- **REQUIRED ACTIONS**
1 - Quote the passage on team formation word for word, starting with "Storming is the" and going on through "in this phase.".
2 - Extend the passage on forming an interdisciplinary team, picking up after its final sentence.

- **SOURCE DOCUMENT**
+++

Forming a Functional Interdisciplinary Team
Psychologists have determined that effective team formation involves four phases: forming, storming, norming, and performing.
Forming is typically characterized by ambiguity and confusion. Team members may not know each other well at this point and, therefore, communicate in a superficial and impersonal manner.
Storming is the stage where conflict between team members sets in. While a collaborative, high-performing team environment will invariably face roadblocks from time to time, a willingness to work through the differences is necessary to reach the norming and performing phases.
Norming is the phase at which open communication between team members is established and the team starts to confront the task at hand. Generally accepted procedures and communication patterns are found in this phase.
Performing, the last phase, is when the team focuses all of its attention on achieving the goals. The group is now close and supportive, open and trusting, resourceful, and productive.
To illustrate the process, imagine that you want to cook an omelet. You start by opening the carton where you see all the eggs arranged in rows. That’s “forming.”

+++

[Items from a dataset]

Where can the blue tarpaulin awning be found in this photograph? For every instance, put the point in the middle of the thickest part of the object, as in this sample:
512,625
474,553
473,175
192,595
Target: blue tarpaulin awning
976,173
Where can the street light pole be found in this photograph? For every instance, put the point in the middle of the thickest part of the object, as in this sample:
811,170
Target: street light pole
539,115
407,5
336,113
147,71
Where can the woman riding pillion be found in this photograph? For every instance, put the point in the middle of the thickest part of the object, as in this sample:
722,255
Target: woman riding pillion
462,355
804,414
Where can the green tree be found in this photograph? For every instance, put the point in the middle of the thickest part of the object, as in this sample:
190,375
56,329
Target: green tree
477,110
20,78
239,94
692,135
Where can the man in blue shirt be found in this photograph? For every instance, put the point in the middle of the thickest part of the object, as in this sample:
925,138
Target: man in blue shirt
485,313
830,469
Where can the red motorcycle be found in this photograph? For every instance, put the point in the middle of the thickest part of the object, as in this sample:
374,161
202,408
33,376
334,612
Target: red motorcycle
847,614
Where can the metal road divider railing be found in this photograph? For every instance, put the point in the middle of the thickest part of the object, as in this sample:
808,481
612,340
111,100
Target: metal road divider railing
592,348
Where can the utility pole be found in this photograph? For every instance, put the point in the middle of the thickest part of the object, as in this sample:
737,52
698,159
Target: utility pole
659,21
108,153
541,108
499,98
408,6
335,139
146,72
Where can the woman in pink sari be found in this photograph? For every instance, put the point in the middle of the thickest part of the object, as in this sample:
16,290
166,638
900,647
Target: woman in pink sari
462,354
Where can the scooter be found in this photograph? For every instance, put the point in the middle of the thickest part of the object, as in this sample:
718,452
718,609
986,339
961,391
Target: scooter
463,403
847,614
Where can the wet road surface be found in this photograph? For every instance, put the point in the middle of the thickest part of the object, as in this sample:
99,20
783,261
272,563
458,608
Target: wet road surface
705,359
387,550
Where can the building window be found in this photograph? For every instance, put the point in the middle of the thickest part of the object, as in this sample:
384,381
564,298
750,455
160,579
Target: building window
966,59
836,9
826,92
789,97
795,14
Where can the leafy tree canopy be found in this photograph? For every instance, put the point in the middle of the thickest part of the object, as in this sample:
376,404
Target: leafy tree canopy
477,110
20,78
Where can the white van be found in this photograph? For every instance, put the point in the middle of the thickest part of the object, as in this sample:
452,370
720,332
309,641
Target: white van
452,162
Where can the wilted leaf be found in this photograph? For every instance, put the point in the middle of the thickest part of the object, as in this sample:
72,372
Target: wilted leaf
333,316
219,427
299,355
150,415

+++

- **ANSWERS FOR EACH ITEM**
1 -
Storming is the stage where conflict between team members sets in. While a collaborative, high-performing team environment will invariably face roadblocks from time to time, a willingness to work through the differences is necessary to reach the norming and performing phases.
Norming is the phase at which open communication between team members is established and the team starts to confront the task at hand. Generally accepted procedures and communication patterns are found in this phase.

2 -
But, eggs in cartons do not make an omelet. You have to take out the ones you want, crack their shells, and empty the contents into a bowl. Think of that as the “conflict” stage or “storming.”
Next, you take a fork and blend the eggs until they are no longer separate and distinct but a common mixture. That’s “norming.”
Finally, you pour the mixture into a hot pan and begin to cook. Now, you’re “performing.”
Depending on your omelet-making process, you end up with a dish that’s satisfying and wholesome. Translate that analogy to team-building, and you get a high-functioning team.
Characteristics of a High-Functioning Team
Let’s borrow the mnemonic TEAMWORK from the KennethMD blog to describe the characteristics of a highly-functioning team.
Trust – Each team member trusts the others.
Empathic/Effective Communication – Team members communicate effectively with empathy and understanding.
Affirm – Team members value their teammates’ contributions, loyalty, gifts, and uniqueness.
Meet Regularly – Teams meet routinely (e.g., weekly) to discuss patients, review and evaluate care, and build relationships.
Work Together – Highly functional teams have passed through the “storming” phase and work in concert to facilitate quality patient care.
Orderliness – Effective teams put first things first, according to KennethMD. They share common goals and priorities.
Rest & Recharge – Team members take time out to rest and recharge. They may even spend time together outside of work.
Knowledge-Driven – Effective teams love learning, says KennethMD. They are continuously learning, in pursuit of knowledge, understanding, and application.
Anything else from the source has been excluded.